(Part of a data file)
____________

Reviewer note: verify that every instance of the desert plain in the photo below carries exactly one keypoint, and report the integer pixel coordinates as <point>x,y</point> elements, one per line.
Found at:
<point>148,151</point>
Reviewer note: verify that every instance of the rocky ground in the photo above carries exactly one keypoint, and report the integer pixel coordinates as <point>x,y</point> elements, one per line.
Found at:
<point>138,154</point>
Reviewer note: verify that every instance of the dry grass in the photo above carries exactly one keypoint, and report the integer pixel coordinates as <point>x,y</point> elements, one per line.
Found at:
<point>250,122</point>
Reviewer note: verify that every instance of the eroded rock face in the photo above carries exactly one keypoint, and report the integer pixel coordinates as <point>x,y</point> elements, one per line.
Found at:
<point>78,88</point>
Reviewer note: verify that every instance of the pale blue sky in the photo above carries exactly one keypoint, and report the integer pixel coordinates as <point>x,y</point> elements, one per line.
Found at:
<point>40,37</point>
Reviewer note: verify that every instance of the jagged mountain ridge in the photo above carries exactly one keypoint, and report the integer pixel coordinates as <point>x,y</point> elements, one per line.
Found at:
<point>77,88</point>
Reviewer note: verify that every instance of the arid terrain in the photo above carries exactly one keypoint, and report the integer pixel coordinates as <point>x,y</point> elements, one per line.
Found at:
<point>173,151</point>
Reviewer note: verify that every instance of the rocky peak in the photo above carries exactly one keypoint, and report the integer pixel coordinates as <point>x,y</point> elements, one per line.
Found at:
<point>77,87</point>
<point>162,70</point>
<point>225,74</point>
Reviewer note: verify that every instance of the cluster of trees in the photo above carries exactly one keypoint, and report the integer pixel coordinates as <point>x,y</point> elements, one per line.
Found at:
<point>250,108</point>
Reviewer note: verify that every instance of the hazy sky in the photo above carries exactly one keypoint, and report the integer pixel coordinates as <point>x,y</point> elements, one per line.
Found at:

____________

** Exercise brief **
Retype every one of the rows above without changing a single character.

** Answer to the problem **
Reviewer note: verify that every instance of the desert plain in the photo below carries exactly one keypoint, and report the integer pixel coordinates as <point>x,y</point> elements, one per line.
Found at:
<point>148,151</point>
Reviewer note: verify that every instance of the rocky ground in the photo above carries exactly one keypoint, and report the integer pixel coordinates as <point>x,y</point> elements, one per line.
Found at:
<point>138,154</point>
Reviewer note: verify that every instance of the dry grass in the photo above carries exactly one keypoint, and report the integer pixel coordinates as <point>x,y</point> elements, one per line.
Found at:
<point>250,122</point>
Reviewer note: verify that every instance of the eroded rock face in the photo above carries exactly one keypoint, and report the integer pixel coordinates as <point>x,y</point> elements, one per line.
Found at:
<point>78,88</point>
Reviewer note: verify that every instance of the pale blue sky in the photo above carries exactly one keypoint, and report the integer pixel coordinates as <point>x,y</point> elements, one per line.
Found at:
<point>40,37</point>
Reviewer note: verify that every instance of the jagged mountain ridge in the photo above carries exactly one keypoint, and report the integer pixel coordinates as <point>x,y</point> elements, one per line.
Found at:
<point>77,88</point>
Reviewer note: verify that every instance of the arid terrain in the photo above carries exactly one keypoint, and report the integer pixel coordinates as <point>x,y</point> elements, one per line.
Found at:
<point>173,151</point>
Reviewer note: verify that every instance of the rocky peak in the photo above carries exactly one keypoint, and report the integer pixel coordinates as <point>x,y</point> elements, one per line.
Found at:
<point>77,87</point>
<point>162,70</point>
<point>225,74</point>
Reviewer note: verify that every instance of the cluster of trees in the photo above carries exactly one keypoint, and report the integer pixel coordinates as <point>x,y</point> elements, one per line.
Found at:
<point>250,108</point>
Reviewer note: verify that every instance of the hazy sky in the photo above carries exactly one keypoint, and report the integer pixel coordinates as <point>x,y</point> elements, one per line.
Found at:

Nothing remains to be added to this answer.